--- Given task 1 ---
Identify every line of the records that contains the word "branch", and copy each such line.
---- Text to read
Mass velocity at a black hole event horizon.

[Shaw]

SR implies that mass can't reach c, but mass does reach a black hole's event horizon. How is this reconciled with SR?

 

[wabbit]

One thing a massive object cannot do is stay at the horizon, which would indeed imply moving at light speed - but crossing it is no issue.

 

[PeterDonis]

SR implies that mass can't reach c, but mass does reach a black hole's event horizon. How is this reconciled with SR?

There's nothing to reconcile. A massive object crossing a black hole's horizon is not moving at c. The horizon itself is moving at c; it's an outgoing null surface.

 

[Shaw]

Thanks for the explanations. I know that GR sits on top of SR, so to speak, when it comes to gravitation, so I expected there would be a reason for it not to be taken literally.

 

[PeterDonis]

I know that GR sits on top of SR, so to speak, when it comes to gravitation, so I expected there would be a reason for it not to be taken literally.

What, exactly, do you think is "not to be taken literally"? If what you are referring to are statements like "objects crossing the horizon are moving at the speed of light", that kind of statement is just wrong; it's not a matter of not taking it literally.
--------
---- Material for the task
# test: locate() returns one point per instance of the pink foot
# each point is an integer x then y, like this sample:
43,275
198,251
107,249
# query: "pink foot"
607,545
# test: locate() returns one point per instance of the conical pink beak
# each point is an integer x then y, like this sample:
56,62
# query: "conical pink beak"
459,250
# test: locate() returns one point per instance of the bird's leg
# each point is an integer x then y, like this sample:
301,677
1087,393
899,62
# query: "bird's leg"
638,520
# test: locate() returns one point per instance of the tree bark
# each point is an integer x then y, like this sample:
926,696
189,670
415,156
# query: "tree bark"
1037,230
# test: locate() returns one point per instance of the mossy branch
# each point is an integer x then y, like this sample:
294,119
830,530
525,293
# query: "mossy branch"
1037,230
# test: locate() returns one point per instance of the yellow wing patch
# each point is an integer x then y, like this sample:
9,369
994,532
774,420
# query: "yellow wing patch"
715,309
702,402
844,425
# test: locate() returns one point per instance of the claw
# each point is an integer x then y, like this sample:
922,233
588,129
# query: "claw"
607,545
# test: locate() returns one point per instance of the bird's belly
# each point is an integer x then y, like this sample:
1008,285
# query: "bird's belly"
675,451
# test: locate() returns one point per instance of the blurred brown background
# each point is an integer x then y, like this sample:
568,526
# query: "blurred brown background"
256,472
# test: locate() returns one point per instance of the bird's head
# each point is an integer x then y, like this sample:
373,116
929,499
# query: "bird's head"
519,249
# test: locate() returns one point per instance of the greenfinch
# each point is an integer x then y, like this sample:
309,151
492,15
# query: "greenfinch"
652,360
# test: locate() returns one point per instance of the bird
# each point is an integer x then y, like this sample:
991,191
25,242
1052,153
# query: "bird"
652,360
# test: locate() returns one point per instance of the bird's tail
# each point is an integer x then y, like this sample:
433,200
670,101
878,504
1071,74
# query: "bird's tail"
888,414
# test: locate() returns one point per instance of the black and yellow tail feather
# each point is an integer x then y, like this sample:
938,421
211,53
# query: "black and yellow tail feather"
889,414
--------
--- Given task 2 ---
Based on the forum thread about mass velocity at a black hole event horizon, state whether each statement below agrees with it, answering yes or no and quoting the words of the thread that decide the matter. (a) PeterDonis says that a massive object crossing a black hole's horizon is moving at c. (b) wabbit says that a massive object cannot stay at the horizon. (c) PeterDonis describes the horizon as an outgoing null surface.

--- Reply 1 ---
# test: locate() returns one point per instance of the mossy branch
# query: "mossy branch"

--- Reply 2 ---
(a) No: "A massive object crossing a black hole's horizon is not moving at c."
(b) Yes: "One thing a massive object cannot do is stay at the horizon"
(c) Yes: "it's an outgoing null surface."